Two characteristic features of Caenorhabditis elegans make it a unique model system among eukaryotes for studying RNA processing. First, approximately 70% of the genes in C. elegans undergo trans splicing during processing of the pre-mRNA. trans splicing involves the transfer of a 22-nucleotide (nt) spliced leader (SL) sequence from the SL snRNP to the 5′ ends of the mRNAs (2). The majority of trans splicing utilizes SL1 RNA and most SL1 trans splicing occurs near the 5′ ends of pre-mRNAs that begin with an outron, an AU-rich intron-like sequence containing a functional 3′ splice site (UUUUCAG/R) but lacking a 5′ splice site (5–7). Second, many C. elegans genes are arranged in operons (16, 21). These genes are found in closely linked gene clusters that are cotranscribed to produce polycistronic pre-mRNAs. Processing of these polycistronic precursors into mature monocistronic transcripts involves a combination of cleavage and polyadenylation at the 3′ end of the upstream mRNA and trans splicing at the 5′ end of the downstream mRNA. A second type of SL snRNP, called SL2, is used exclusively for trans splicing to the downstream genes in these polycistronic transcripts (16, 21), although mRNAs from some downstream genes in operons are trans spliced to both SL1 and SL2 (2). Since the discovery of operons and SL2 trans splicing in C. elegans, they have been found in other nematodes, including Caenorhabditis briggsae (13) and Dolichorhabditis (9). We do not know how widespread operons are in eukaryotes, although polycistronic transcripts have been identified in a variety of organisms, including Drosophila melanogaster and mammals (1).

** Information provided **
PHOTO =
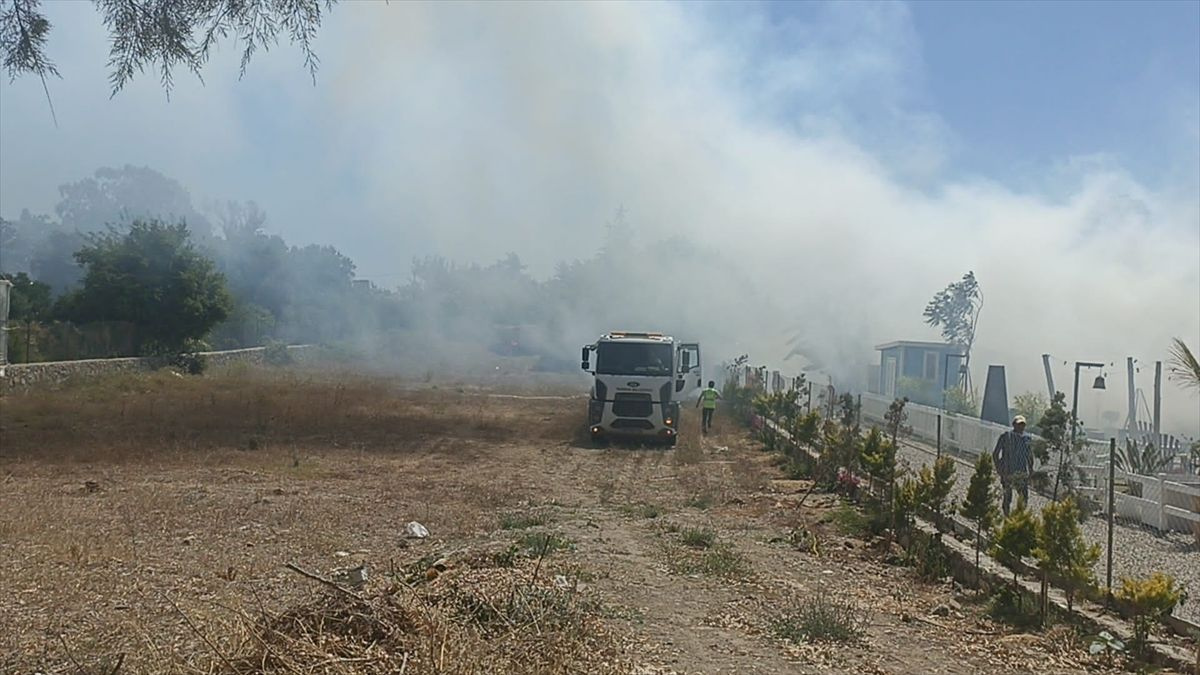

** Problem A **
List the organisms or groups of organisms, other than Caenorhabditis elegans, that the passage on C. elegans RNA processing names as having operons, SL2 trans splicing, or polycistronic transcripts.
** Problem B **
Say whether each statement agrees with the passage on C. elegans RNA processing, answering yes or no and quoting the deciding words: (i) About 70% of C. elegans genes undergo trans splicing. (ii) An outron contains a functional 5′ splice site. (iii) SL1 is used exclusively for trans splicing to downstream genes in polycistronic transcripts.
** Problem C **
According to the passage on C. elegans RNA processing, what combination of steps turns polycistronic precursors into mature monocistronic transcripts?

** Exercise result A **
Caenorhabditis briggsae, Dolichorhabditis, Drosophila melanogaster, mammals

** Exercise result B **
(i) Yes: "approximately 70% of the genes in C. elegans undergo trans splicing during processing of the pre-mRNA"
(ii) No: "containing a functional 3′ splice site (UUUUCAG/R) but lacking a 5′ splice site"
(iii) No: "A second type of SL snRNP, called SL2, is used exclusively for trans splicing to the downstream genes in these polycistronic transcripts"

** Exercise result C **
Cleavage and polyadenylation at the 3′ end of the upstream mRNA, together with trans splicing at the 5′ end of the downstream mRNA.